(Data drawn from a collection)
◇ ◇ ◇

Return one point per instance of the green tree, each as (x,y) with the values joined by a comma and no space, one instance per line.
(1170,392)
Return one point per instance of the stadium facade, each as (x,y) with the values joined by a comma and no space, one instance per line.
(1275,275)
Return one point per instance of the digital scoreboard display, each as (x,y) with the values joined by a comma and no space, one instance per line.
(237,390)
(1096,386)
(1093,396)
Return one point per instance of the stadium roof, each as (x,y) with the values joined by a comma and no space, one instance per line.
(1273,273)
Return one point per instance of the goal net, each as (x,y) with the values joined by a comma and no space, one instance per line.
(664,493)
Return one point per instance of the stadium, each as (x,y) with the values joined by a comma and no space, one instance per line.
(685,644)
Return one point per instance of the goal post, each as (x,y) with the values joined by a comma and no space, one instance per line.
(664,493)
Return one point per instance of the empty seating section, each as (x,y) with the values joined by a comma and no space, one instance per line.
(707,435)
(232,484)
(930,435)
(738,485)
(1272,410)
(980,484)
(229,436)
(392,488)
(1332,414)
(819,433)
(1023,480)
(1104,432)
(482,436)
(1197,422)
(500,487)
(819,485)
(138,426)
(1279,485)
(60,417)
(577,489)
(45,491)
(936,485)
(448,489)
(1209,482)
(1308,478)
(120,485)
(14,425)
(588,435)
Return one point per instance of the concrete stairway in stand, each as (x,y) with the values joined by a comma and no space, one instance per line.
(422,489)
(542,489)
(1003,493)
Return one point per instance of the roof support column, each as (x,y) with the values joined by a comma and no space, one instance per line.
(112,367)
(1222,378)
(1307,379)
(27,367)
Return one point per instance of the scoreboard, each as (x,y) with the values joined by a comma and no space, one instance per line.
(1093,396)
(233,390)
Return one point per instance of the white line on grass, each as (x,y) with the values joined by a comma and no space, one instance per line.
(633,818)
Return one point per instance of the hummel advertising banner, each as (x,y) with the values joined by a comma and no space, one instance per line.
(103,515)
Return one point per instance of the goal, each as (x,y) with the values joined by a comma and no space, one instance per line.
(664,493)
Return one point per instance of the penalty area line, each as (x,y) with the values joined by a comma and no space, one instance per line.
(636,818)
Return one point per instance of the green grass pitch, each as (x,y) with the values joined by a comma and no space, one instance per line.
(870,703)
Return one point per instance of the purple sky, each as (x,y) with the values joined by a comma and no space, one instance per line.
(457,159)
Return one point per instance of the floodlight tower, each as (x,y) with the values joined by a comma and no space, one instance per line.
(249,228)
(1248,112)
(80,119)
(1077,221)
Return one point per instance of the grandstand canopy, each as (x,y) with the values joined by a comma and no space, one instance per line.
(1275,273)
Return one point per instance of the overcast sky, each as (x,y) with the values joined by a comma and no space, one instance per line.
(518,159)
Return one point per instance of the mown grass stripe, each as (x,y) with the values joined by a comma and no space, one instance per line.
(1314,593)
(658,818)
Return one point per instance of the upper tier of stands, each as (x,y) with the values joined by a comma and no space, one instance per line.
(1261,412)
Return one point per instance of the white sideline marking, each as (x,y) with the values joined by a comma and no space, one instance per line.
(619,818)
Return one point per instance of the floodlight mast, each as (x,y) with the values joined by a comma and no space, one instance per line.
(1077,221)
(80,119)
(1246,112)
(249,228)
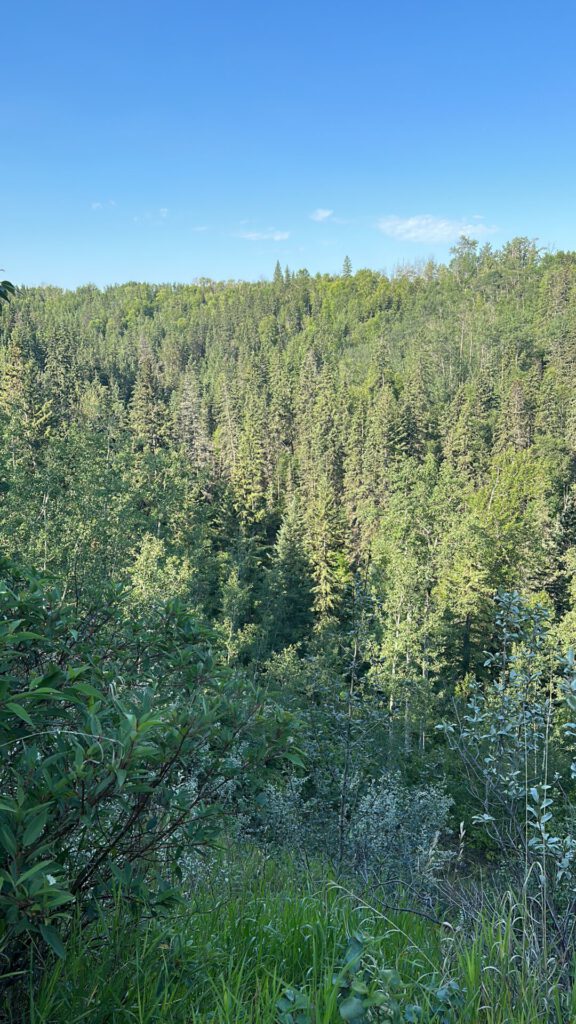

◇ ◇ ◇

== INSTRUCTION ==
Recast the entries as a Markdown table with the columns "Row" and "Line", starting at the line that contains "Return one point per instance of the mown" and continuing through the last line of the entries. Give each line its own numbered row, skip blank lines, and omit the pictures.

== REPLY ==
| Row | Line |
|---|---|
| 1 | Return one point per instance of the mown grass stripe, each as (x,y) with the values joined by a comma and no space, one instance per line. |
| 2 | (1314,593) |
| 3 | (658,818) |
| 4 | Return one point per instance of the upper tier of stands, each as (x,y) with the values joined by a comma and no space, one instance per line. |
| 5 | (1261,412) |
| 6 | Return one point per instance of the white sideline marking, each as (x,y) with the values joined by a comma and no space, one instance per line. |
| 7 | (619,818) |
| 8 | Return one point per instance of the floodlight mast, each as (x,y) with the values joined by a comma and no space, one instance per line. |
| 9 | (1077,221) |
| 10 | (80,119) |
| 11 | (1246,112) |
| 12 | (249,228) |